*Task goal:* Rescale the coordinates in the answers by a factor of 2.25, rounding each to the nearest whole number with halves rounded up. Reproduce the lines beginning with the one containing "of the license" and continuing through the end of the records, requests included, and give only those lines.

Extracted records:
:::

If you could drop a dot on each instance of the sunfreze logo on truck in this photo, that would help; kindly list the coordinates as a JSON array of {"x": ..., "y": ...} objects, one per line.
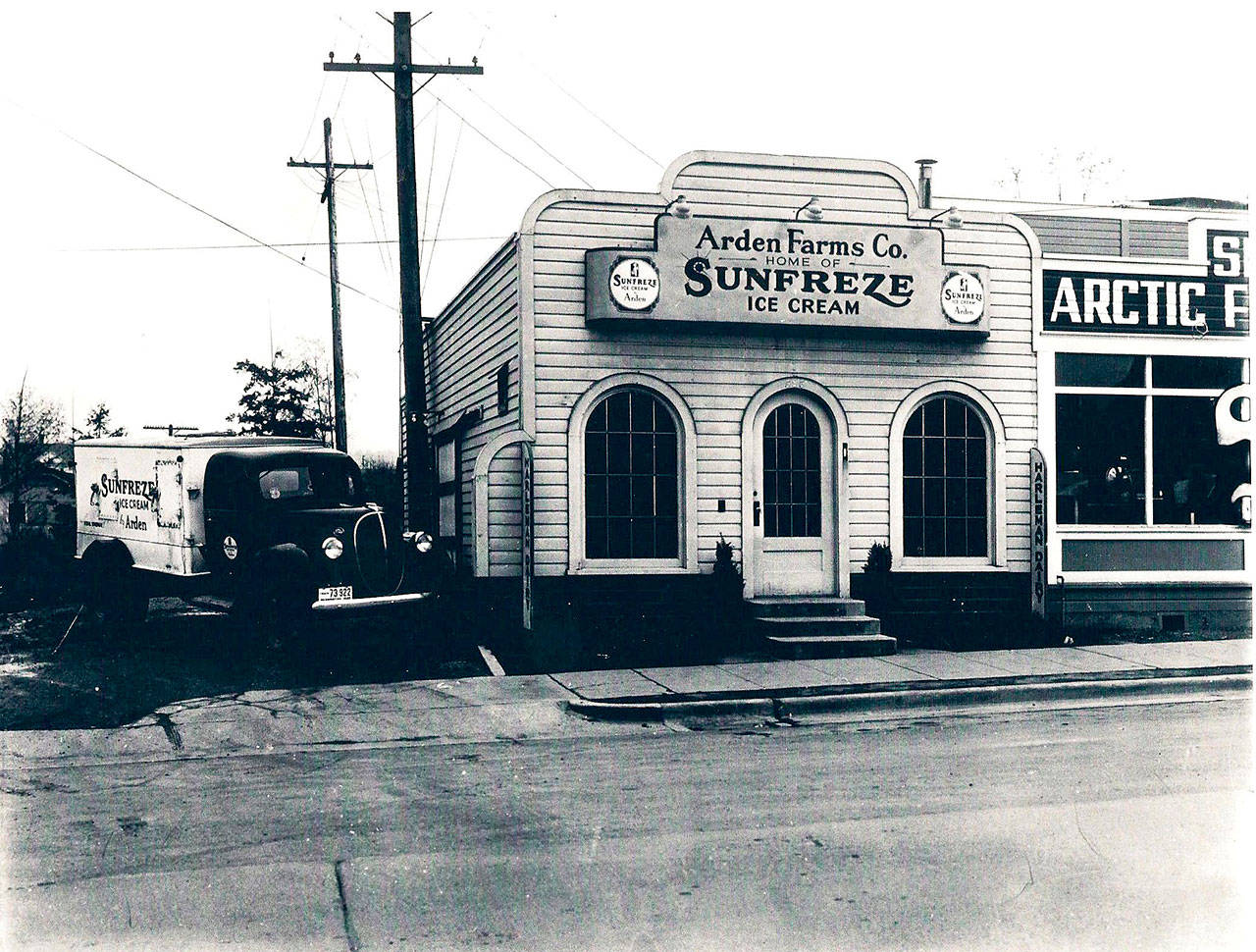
[
  {"x": 144, "y": 489},
  {"x": 131, "y": 500}
]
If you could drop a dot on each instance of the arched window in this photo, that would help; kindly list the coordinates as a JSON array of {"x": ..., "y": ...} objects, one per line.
[
  {"x": 631, "y": 479},
  {"x": 946, "y": 474}
]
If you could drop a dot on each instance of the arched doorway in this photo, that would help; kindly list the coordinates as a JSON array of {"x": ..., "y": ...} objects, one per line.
[{"x": 793, "y": 506}]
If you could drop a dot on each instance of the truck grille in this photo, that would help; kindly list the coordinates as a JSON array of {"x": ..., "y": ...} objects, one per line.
[{"x": 371, "y": 549}]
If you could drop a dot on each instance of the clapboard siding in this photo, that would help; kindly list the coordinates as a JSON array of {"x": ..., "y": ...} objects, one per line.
[
  {"x": 1075, "y": 235},
  {"x": 1157, "y": 238},
  {"x": 478, "y": 333},
  {"x": 717, "y": 373}
]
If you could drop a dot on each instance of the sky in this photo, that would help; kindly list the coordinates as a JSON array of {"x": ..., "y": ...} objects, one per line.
[{"x": 143, "y": 294}]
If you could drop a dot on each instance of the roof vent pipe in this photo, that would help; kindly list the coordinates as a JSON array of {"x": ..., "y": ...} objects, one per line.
[{"x": 926, "y": 181}]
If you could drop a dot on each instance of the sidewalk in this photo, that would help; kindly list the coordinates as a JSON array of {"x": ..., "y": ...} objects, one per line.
[
  {"x": 541, "y": 706},
  {"x": 781, "y": 687}
]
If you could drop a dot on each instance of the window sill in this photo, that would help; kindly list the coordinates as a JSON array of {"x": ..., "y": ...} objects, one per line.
[
  {"x": 629, "y": 566},
  {"x": 940, "y": 564},
  {"x": 1073, "y": 529}
]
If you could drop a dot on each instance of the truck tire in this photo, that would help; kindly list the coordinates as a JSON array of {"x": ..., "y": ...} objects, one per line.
[{"x": 275, "y": 594}]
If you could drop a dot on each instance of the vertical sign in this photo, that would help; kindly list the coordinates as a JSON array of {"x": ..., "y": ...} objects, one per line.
[
  {"x": 525, "y": 533},
  {"x": 1037, "y": 531}
]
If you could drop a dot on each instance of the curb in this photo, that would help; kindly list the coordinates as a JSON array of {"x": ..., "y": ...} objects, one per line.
[{"x": 784, "y": 704}]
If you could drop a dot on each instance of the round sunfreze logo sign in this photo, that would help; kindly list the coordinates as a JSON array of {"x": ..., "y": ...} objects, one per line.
[
  {"x": 964, "y": 297},
  {"x": 635, "y": 284}
]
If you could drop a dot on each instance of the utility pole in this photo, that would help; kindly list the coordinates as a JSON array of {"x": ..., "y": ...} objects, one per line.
[
  {"x": 417, "y": 472},
  {"x": 330, "y": 169}
]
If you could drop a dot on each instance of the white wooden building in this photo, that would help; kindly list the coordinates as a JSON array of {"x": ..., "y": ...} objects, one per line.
[{"x": 785, "y": 353}]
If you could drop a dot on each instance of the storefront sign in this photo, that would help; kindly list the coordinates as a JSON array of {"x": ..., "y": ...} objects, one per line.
[
  {"x": 964, "y": 297},
  {"x": 786, "y": 273},
  {"x": 1037, "y": 531},
  {"x": 635, "y": 284},
  {"x": 1104, "y": 301}
]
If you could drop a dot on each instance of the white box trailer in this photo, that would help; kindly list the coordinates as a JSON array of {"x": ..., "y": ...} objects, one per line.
[{"x": 277, "y": 520}]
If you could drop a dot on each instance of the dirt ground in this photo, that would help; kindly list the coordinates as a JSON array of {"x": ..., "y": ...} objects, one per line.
[{"x": 95, "y": 678}]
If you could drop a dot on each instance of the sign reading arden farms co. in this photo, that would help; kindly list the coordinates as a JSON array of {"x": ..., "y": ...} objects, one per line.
[
  {"x": 1103, "y": 301},
  {"x": 786, "y": 273}
]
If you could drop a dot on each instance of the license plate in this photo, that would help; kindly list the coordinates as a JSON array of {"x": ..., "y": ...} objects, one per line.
[{"x": 336, "y": 593}]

:::

*Expected output:*
If you could drop a dot on each instance of the license plate in this photo, that would help; kindly list the coordinates as a JSON array of {"x": ..., "y": ...} objects, one per line.
[{"x": 756, "y": 1334}]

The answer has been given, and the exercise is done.